▶ _Exercise A_:
Echo the passage of the Fannie Mae article starting with "A prolific speaker, Raines" and going on through "and promoting entrepreneurship.".

Mises Daily

Fannie Mae Distorts Markets

Franklin Raines, speaking for the Bush administration, says that he is in the “American Dream business.”1  Raines is chairman and CEO of Fannie Mae, a corporation whose mission is “to tear down barriers, lower costs, and increase the opportunities for homeownership and affordable rental housing for all Americans. Because having a safe place to call home strengthens families, communities, and our nation as a whole.”2

A prolific speaker, Raines has been touring the country to present his view that Fannie is helping to fulfill the American dream for millions of citizens. And as if that were not enough to justify Fannie’s existence, Raines cites Joseph Schumpeter,3  chaos theory4 , and the work of the Peruvian economist Hernando de Soto to further argue that Fannie is strengthening capital markets and promoting entrepreneurship.  

But can Fannie Mae really make housing more affordable for all Americans, without imposing ruinous costs on some?

▶ _Exercise B_:
Duplicate the listing below, starting with its first line and going on through the line with "34), (178, 37)]".

▶ _Material for this exercise_:
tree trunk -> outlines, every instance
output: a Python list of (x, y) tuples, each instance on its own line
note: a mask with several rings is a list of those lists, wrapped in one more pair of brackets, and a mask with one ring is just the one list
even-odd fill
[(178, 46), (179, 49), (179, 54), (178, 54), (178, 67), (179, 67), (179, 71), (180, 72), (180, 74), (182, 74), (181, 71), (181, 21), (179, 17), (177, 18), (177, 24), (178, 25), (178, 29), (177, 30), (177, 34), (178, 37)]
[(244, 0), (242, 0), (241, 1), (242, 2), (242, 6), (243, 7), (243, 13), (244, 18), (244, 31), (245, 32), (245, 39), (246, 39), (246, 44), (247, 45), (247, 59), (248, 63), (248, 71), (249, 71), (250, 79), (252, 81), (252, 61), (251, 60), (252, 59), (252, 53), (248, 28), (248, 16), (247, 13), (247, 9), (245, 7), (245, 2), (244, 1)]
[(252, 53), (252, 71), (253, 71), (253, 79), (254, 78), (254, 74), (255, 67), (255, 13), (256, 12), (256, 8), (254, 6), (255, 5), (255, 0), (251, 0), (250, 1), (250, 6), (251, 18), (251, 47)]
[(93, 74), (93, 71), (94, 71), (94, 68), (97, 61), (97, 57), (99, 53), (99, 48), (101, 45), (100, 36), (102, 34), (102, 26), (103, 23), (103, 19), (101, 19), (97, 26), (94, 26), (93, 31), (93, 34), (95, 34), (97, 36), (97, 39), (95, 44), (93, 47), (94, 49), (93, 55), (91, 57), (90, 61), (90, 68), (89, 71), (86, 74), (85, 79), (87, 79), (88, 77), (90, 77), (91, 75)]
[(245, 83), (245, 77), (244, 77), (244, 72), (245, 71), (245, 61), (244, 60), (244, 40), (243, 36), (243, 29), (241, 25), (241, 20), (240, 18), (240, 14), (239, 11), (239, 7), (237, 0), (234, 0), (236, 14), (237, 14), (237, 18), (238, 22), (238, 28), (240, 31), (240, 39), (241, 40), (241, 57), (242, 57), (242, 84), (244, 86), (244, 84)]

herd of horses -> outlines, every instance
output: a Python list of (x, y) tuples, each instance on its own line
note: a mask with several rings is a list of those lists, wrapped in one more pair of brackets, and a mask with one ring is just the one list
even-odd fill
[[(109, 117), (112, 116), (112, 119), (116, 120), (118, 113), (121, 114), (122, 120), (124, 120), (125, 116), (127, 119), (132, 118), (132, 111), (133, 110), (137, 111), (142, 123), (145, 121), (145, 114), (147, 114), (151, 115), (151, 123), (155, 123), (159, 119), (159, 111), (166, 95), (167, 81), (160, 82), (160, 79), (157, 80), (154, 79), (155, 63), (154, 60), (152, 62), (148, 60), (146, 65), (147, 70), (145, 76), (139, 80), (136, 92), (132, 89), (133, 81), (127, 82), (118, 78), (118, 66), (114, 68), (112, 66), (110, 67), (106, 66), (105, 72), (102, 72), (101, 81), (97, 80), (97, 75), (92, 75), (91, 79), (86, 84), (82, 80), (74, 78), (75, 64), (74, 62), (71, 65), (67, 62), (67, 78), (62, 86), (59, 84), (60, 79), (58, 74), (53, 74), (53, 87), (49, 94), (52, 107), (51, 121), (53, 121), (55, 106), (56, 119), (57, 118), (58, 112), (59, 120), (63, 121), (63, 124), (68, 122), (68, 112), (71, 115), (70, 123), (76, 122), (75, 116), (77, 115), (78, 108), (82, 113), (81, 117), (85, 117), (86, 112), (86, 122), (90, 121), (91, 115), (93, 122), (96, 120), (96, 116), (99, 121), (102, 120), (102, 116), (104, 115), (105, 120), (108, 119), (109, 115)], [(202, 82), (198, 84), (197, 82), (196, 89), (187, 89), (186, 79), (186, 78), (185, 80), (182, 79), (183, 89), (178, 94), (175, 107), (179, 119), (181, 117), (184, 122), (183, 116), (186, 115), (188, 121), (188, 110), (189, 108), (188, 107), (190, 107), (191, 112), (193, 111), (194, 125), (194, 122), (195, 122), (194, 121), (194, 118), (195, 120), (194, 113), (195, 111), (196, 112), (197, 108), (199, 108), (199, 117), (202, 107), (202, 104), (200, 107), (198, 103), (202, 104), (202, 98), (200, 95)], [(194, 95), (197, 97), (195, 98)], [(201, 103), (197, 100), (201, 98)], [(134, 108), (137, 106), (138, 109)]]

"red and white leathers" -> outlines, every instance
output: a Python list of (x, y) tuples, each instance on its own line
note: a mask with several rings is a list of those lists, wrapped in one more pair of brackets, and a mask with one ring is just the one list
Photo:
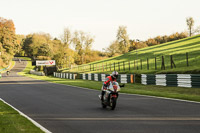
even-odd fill
[(116, 78), (112, 78), (112, 76), (106, 77), (106, 81), (103, 83), (103, 86), (101, 88), (102, 91), (105, 91), (107, 87), (110, 85), (110, 82), (117, 82)]

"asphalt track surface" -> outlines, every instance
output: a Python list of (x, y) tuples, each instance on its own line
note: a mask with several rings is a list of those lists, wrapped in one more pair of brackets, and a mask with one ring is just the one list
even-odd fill
[(200, 132), (199, 103), (120, 94), (114, 111), (102, 109), (98, 91), (17, 75), (22, 62), (0, 79), (0, 98), (51, 132)]

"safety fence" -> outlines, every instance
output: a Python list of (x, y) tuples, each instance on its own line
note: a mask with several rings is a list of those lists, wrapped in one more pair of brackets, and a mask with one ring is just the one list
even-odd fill
[(142, 74), (144, 85), (200, 88), (200, 74)]
[[(57, 73), (54, 72), (54, 77), (66, 78), (66, 79), (83, 79), (83, 80), (93, 80), (93, 81), (105, 81), (109, 74), (73, 74), (73, 73)], [(119, 83), (135, 83), (134, 74), (119, 74), (117, 82)]]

▶ _Finished answer A_:
A prolific speaker, Raines has been touring the country to present his view that Fannie is helping to fulfill the American dream for millions of citizens. And as if that were not enough to justify Fannie’s existence, Raines cites Joseph Schumpeter,3  chaos theory4 , and the work of the Peruvian economist Hernando de Soto to further argue that Fannie is strengthening capital markets and promoting entrepreneurship.

▶ _Finished answer B_:
tree trunk -> outlines, every instance
output: a Python list of (x, y) tuples, each instance on its own line
note: a mask with several rings is a list of those lists, wrapped in one more pair of brackets, and a mask with one ring is just the one list
even-odd fill
[(178, 46), (179, 49), (179, 54), (178, 54), (178, 67), (179, 67), (179, 71), (180, 72), (180, 74), (182, 74), (181, 71), (181, 21), (179, 17), (177, 18), (177, 24), (178, 25), (178, 29), (177, 30), (177, 34), (178, 37)]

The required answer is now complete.